— Stated exercise —
Please pull out every line in the entries below that contains the string "target". Matches must respect letter case.

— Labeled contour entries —
——————————
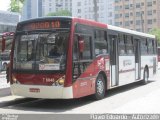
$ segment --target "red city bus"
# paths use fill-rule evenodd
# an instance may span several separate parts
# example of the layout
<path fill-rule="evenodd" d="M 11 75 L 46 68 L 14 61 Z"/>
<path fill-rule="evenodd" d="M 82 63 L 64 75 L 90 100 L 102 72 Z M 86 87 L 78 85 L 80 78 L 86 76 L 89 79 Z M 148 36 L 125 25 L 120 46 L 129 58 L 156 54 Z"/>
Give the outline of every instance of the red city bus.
——————————
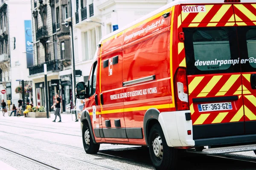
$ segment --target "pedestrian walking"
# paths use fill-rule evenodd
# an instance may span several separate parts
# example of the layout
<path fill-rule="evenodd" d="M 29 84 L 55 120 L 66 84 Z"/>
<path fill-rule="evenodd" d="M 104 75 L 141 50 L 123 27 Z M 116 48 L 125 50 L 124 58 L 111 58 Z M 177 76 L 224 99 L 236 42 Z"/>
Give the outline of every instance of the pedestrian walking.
——————————
— Complete output —
$ segment --target "red city bus"
$ segment --target "pedestrian walking"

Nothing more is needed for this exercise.